Document section

________________________________________

ETHIOPIA IS unique among African countries in that it is the only
one which, though briefly under Italian occupation, was never
colonised. Hence, it has no formal `independence day', though it
has three `national days'. The first, March 2, commemorates
Ethiopia's victory at Adwa over the invading Italian armed forces
in 1896 - the only fullscale war, leaving aside individual
battles, won by an African country against a European power. The
second, April 5, called Liberation Day, commemorates the return
of Emperor Haile Selaisse to Addis Ababa in 1941, marking the end
of Italian occupation during the second world war. The third, May
28, commemorates the end to the Derg regime on that day in 1991.
The three days, which along with May Day constitute the only four
national holidays, mark connections and continuities whose
relevance is all too contemporary, though one of the days
commemorates an event over a century ago. The days also
constitute defining moments in the modern history of this ancient
land. The victory at Adwa under Emperor Menelik II marked the
beginning of a process of unification and modernisation, ``laying
the economic foundations of the modern Ethiopian state''. The
process was carried forward with greater vigour under Haile
Selaisse who succeeded Menelik II after a prolonged and astutely
conducted internal dynastic struggle. The process of unification
of the Ethiopian state had a new element of expansionism, the
true mark of a self-proclaimed imperial regime, culminating in
the annexation of Eritrea.
However, the very forces released during this process of
expansionism and consolidation, which Haile Selaisse sought to
control and direct, ultimately consumed the Emperor and his
imperial pretensions in July 1974.
The policies of the Derg (`Committee') regime under Haile Mariam
Mengistu, though opposed to the imperial regime in every way,
were marked by important elements of continuity, in particular
the further consolidation of the state including the annexed
Eritrea. Eritrea had been `integrated' into Ethiopia as a
`federated province', with a measure of autonomy, after the
Second World War through an arrangement between Haile Selaisse
and the victorious allied powers. Its enforced `integration' into
Ethiopia in November 1962 was the spark, as it were, that led to
the Eritrean armed struggle for independence which ended nearly
30 years later in victory, coinciding with the fall of the Derg
regime, in May 1991.

________________________________________

Dataset rows
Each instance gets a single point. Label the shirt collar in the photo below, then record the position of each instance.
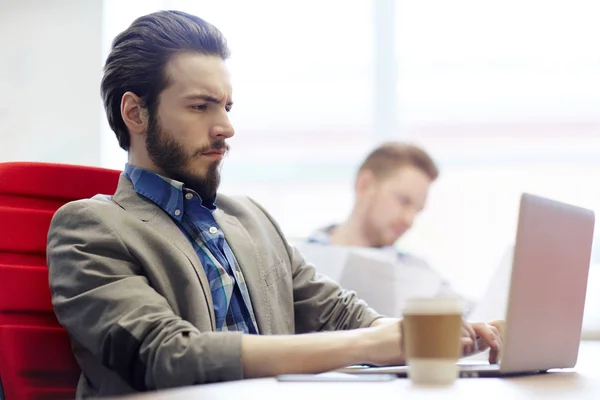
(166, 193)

________________________________________

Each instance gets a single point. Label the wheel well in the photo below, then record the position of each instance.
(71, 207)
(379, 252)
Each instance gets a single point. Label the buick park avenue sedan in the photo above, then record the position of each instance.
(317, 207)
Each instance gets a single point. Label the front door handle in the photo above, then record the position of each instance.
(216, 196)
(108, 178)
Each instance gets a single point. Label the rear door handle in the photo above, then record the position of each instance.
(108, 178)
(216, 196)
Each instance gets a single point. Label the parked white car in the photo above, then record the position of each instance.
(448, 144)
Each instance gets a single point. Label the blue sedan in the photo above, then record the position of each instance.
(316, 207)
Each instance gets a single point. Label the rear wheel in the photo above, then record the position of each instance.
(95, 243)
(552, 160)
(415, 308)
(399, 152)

________________________________________

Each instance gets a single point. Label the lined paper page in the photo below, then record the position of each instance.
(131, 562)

________________________________________

To be done
**1)** Translate this sentence from the passage on Ethiopia's national days into Spanish: "The days also constitute defining moments in the modern history of this ancient land."
**2)** According to the passage on Ethiopia's national days, in what month and year was Eritrea's enforced integration into Ethiopia?
You can do this work without the records.

Task-by-task outputs
**1)** Los días también constituyen momentos decisivos en la historia moderna de esta tierra antigua.

**2)** November 1962.